■ EXTRACTED INFORMATION:
################

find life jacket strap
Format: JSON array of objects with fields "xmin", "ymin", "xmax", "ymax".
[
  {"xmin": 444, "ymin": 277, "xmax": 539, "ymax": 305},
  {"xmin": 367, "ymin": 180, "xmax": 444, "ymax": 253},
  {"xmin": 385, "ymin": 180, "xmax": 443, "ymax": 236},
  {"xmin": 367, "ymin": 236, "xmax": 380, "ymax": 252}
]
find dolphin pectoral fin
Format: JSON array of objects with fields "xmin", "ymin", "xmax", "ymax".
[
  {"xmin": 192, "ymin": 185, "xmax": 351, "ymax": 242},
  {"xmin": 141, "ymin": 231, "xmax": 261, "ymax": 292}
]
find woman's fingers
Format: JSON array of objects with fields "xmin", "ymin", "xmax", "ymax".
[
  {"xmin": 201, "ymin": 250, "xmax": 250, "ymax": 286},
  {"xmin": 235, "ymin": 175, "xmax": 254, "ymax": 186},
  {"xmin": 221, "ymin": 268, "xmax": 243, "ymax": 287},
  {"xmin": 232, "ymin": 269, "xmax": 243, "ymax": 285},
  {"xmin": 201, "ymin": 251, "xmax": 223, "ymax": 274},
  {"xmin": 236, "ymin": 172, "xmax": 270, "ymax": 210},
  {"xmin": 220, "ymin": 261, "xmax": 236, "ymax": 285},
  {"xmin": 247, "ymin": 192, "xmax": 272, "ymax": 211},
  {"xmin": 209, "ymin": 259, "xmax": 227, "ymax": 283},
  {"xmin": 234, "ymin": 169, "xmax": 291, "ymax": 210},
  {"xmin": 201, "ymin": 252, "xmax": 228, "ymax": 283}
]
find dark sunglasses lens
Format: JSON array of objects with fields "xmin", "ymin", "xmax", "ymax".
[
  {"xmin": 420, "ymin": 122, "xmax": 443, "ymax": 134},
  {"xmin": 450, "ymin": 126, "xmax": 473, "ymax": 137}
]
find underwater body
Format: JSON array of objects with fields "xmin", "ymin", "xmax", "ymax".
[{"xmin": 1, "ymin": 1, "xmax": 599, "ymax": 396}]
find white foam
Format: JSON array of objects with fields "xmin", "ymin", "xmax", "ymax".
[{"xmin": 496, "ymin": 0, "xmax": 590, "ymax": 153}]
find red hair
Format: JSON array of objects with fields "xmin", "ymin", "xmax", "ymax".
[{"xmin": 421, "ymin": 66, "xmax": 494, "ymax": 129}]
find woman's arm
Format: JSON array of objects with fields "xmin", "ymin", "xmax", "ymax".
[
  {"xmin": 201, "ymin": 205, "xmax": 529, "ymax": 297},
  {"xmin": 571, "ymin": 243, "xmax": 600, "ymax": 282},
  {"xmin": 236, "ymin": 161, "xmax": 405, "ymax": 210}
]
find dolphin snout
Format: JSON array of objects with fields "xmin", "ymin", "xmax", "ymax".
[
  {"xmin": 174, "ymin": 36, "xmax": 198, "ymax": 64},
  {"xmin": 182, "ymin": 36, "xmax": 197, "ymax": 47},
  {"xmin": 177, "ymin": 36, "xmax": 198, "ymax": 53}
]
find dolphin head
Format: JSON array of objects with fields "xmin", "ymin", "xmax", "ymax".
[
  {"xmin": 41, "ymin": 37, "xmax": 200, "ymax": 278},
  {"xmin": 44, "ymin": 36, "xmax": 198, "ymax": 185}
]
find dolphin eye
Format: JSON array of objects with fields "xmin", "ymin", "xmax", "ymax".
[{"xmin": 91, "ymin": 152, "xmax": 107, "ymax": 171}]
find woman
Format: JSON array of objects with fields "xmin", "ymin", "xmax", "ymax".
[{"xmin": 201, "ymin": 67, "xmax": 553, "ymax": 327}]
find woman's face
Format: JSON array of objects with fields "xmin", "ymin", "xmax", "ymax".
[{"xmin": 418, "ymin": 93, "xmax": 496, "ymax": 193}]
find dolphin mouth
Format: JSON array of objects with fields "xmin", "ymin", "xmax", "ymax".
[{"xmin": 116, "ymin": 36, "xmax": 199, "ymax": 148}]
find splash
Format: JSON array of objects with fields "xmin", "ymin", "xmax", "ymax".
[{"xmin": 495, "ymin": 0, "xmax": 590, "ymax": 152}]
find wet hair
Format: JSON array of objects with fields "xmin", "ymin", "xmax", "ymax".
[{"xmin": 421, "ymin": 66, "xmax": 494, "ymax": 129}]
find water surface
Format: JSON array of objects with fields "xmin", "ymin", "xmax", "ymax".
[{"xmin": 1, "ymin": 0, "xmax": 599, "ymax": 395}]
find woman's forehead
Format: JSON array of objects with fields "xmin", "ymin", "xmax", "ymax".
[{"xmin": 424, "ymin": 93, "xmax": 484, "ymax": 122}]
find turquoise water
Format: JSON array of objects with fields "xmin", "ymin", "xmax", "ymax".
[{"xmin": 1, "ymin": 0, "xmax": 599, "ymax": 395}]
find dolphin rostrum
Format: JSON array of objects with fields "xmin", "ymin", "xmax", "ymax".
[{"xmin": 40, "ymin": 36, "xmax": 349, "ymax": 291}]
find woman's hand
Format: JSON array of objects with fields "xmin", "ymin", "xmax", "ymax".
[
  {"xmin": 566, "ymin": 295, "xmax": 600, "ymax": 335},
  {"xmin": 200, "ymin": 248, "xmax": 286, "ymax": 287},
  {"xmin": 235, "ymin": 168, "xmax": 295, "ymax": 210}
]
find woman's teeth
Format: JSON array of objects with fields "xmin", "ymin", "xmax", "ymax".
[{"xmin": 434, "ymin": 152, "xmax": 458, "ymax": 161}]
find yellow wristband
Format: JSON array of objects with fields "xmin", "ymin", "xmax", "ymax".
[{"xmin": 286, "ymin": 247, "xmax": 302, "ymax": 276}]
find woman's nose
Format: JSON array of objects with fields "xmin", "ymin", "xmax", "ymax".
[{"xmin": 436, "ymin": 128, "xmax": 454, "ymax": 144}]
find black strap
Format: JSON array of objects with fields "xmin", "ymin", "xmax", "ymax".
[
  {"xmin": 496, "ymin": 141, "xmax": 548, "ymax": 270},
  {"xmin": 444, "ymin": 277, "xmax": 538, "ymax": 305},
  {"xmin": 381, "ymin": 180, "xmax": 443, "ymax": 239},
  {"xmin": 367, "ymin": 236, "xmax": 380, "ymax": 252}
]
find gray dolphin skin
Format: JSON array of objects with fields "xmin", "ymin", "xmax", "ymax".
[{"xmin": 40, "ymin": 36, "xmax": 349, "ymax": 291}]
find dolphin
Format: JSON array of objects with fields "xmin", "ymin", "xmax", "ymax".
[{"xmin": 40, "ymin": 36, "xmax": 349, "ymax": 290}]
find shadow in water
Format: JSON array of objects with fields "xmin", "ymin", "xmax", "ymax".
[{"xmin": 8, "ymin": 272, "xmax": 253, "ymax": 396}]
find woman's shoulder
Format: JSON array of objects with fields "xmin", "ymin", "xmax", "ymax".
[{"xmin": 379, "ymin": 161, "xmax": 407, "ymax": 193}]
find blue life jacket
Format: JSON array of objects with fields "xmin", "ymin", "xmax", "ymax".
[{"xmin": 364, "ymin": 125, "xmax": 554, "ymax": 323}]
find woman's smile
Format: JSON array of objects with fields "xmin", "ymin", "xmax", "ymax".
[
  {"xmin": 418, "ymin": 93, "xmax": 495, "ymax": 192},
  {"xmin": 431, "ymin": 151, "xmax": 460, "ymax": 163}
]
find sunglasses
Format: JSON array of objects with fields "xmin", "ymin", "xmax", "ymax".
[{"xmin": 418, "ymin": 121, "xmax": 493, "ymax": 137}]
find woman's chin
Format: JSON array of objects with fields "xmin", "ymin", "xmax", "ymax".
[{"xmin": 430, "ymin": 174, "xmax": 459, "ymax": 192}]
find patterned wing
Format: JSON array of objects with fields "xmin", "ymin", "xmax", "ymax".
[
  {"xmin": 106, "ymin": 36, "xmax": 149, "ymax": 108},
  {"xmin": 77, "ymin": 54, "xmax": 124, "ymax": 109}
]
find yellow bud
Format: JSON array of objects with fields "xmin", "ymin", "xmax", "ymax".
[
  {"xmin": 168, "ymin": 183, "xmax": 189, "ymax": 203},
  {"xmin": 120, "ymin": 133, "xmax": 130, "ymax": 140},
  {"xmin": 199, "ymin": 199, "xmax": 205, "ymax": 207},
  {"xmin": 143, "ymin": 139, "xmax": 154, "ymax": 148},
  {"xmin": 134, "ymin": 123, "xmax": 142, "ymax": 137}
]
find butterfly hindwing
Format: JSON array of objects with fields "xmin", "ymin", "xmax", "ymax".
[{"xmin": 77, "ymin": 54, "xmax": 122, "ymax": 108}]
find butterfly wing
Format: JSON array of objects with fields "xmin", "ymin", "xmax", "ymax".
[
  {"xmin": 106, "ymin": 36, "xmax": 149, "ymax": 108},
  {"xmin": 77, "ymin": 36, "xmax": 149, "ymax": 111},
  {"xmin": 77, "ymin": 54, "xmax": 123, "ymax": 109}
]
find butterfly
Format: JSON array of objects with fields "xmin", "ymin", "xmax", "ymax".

################

■ WHAT THE TASK ASKS: The word "jacket" appears in some lines above. Return every one of those lines.

■ EXERCISE SOLUTION:
find life jacket strap
find blue life jacket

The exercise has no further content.